**Work required:** Write out all entries word for word.

**Records supplied:**
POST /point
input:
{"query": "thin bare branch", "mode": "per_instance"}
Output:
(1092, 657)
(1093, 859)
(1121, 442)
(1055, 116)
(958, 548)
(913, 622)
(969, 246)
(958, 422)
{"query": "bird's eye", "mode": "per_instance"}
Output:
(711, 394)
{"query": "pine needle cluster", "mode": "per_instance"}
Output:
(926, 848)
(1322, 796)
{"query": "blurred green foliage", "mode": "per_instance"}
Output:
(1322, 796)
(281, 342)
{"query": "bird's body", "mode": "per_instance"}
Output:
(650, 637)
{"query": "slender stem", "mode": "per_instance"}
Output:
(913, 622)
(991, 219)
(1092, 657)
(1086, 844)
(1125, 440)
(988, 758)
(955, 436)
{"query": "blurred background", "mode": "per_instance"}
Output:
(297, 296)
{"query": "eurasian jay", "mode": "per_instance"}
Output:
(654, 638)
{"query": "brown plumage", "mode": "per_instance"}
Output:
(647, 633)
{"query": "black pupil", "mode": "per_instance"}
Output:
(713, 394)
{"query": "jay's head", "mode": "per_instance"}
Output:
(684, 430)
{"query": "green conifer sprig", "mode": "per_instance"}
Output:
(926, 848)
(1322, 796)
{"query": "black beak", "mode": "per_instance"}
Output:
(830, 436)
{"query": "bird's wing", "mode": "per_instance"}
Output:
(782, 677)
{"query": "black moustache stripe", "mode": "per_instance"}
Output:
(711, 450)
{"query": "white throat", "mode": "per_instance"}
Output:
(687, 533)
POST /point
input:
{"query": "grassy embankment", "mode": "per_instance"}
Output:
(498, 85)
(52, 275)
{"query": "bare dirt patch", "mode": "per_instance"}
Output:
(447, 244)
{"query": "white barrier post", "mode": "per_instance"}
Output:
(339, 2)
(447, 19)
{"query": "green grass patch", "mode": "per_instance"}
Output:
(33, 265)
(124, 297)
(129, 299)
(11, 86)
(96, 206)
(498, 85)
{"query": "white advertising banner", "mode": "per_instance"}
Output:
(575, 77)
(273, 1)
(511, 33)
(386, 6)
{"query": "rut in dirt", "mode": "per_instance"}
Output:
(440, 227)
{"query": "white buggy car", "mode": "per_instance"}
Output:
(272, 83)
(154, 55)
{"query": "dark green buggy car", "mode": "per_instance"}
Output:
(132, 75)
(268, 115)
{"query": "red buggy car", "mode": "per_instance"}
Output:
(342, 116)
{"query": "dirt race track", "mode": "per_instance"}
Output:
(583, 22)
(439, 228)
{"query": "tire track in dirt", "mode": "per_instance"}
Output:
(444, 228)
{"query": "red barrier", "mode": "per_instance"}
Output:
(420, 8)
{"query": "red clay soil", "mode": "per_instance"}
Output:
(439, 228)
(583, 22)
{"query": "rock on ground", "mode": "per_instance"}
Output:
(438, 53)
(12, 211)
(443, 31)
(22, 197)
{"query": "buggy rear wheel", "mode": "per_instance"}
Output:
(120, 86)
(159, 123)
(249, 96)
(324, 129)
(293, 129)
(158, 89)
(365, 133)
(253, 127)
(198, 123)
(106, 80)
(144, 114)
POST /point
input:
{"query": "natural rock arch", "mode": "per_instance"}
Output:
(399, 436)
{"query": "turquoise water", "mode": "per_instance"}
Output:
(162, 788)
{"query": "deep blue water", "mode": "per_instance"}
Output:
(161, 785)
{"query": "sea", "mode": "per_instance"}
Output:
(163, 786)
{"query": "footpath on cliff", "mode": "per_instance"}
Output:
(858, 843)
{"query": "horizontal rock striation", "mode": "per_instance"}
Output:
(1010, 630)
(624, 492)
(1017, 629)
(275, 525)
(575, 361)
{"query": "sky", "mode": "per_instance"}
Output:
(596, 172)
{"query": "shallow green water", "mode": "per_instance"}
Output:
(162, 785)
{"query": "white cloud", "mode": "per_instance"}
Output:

**Response to this exercise:**
POST /point
input:
{"query": "thin bare branch", "mode": "per_instance"}
Output:
(1092, 657)
(1093, 859)
(1121, 442)
(1055, 116)
(958, 548)
(913, 622)
(969, 246)
(958, 422)
{"query": "bird's eye", "mode": "per_instance"}
Output:
(711, 394)
{"query": "pine needle cluster", "mode": "per_instance"}
Output:
(926, 848)
(1322, 796)
{"query": "blurred green foliage", "mode": "per_instance"}
Output:
(1322, 796)
(281, 342)
{"query": "bird's body", "mode": "per_instance"}
Output:
(650, 637)
{"query": "slender stem", "mode": "per_instance"}
Output:
(913, 622)
(991, 219)
(1092, 657)
(1086, 844)
(1125, 440)
(988, 758)
(955, 436)
{"query": "blurred background", "mode": "per_instance"}
Output:
(297, 296)
{"query": "eurasian jay", "mode": "per_instance"}
Output:
(654, 638)
{"query": "brown plumage", "mode": "per_instance"}
Output:
(647, 633)
{"query": "black pupil", "mode": "per_instance"}
Output:
(713, 394)
{"query": "jay's head", "mode": "per_instance"}
Output:
(684, 430)
{"query": "green conifer sprig", "mode": "per_instance"}
Output:
(926, 848)
(1322, 796)
{"query": "black beak", "mode": "per_instance"}
Output:
(830, 436)
{"query": "bird's wing", "mode": "per_instance"}
Output:
(782, 677)
{"query": "black moustache stripe", "mode": "per_instance"}
Output:
(711, 450)
{"query": "white throat", "mode": "per_instance"}
Output:
(687, 533)
POST /point
input:
{"query": "grassy embankment", "mode": "per_instance"}
Output:
(498, 85)
(52, 275)
{"query": "bare dirt patch", "mode": "per_instance"}
Output:
(447, 244)
{"query": "white barrier post", "mode": "per_instance"}
Output:
(339, 2)
(447, 19)
{"query": "green grass patch", "mode": "per_instance"}
Output:
(33, 265)
(124, 297)
(129, 299)
(11, 86)
(96, 206)
(498, 85)
{"query": "white advertising banner", "mode": "per_instance"}
Output:
(575, 77)
(273, 1)
(511, 33)
(386, 6)
{"query": "rut in dirt", "mode": "per_instance"}
Output:
(440, 227)
{"query": "white buggy car", "mode": "per_instance"}
Output:
(272, 83)
(154, 55)
{"query": "dark green buggy car", "mode": "per_instance"}
Output:
(132, 75)
(268, 115)
{"query": "red buggy car", "mode": "per_instance"}
Output:
(342, 116)
{"query": "dirt race track", "mode": "per_instance"}
Output:
(583, 22)
(439, 228)
{"query": "tire track in dirt", "mode": "per_instance"}
Output:
(444, 228)
{"query": "red barrier", "mode": "per_instance"}
Output:
(420, 8)
{"query": "red clay soil", "mode": "per_instance"}
Output:
(439, 228)
(583, 22)
{"query": "rock on ground", "mode": "per_instance"}
Output:
(438, 53)
(12, 211)
(443, 31)
(22, 197)
{"query": "buggy rear wheel", "mode": "per_instance"}
Output:
(120, 86)
(159, 123)
(249, 96)
(324, 129)
(293, 129)
(158, 89)
(365, 133)
(253, 127)
(198, 123)
(106, 80)
(144, 114)
POST /point
input:
{"query": "natural rock arch", "mode": "per_instance"}
Output:
(399, 436)
{"query": "turquoise water", "mode": "per_instance"}
Output:
(162, 788)
{"query": "deep blue water", "mode": "per_instance"}
Output:
(161, 785)
{"query": "sea", "mode": "per_instance"}
Output:
(163, 786)
{"query": "footpath on cliff", "mode": "per_instance"}
Output:
(858, 843)
{"query": "horizontal rock striation", "mode": "per_instance"}
Output:
(1010, 630)
(624, 492)
(1017, 629)
(275, 525)
(575, 361)
{"query": "sky", "mode": "per_instance"}
Output:
(596, 172)
{"query": "shallow green water", "mode": "per_instance"}
Output:
(162, 785)
{"query": "white cloud", "mode": "per_instance"}
Output:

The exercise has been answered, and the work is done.